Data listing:

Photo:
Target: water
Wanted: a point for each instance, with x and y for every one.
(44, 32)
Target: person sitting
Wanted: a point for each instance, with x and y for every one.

* WRITTEN INSTRUCTION
Can you format every line of the data above as a numbered list, leaving out any blank lines?

* SOLVED EXERCISE
1. Photo:
2. Target: water
3. Wanted: a point for each instance, with x and y for every one.
4. (44, 32)
5. Target: person sitting
6. Wanted: a point for each instance, with x and y for every one.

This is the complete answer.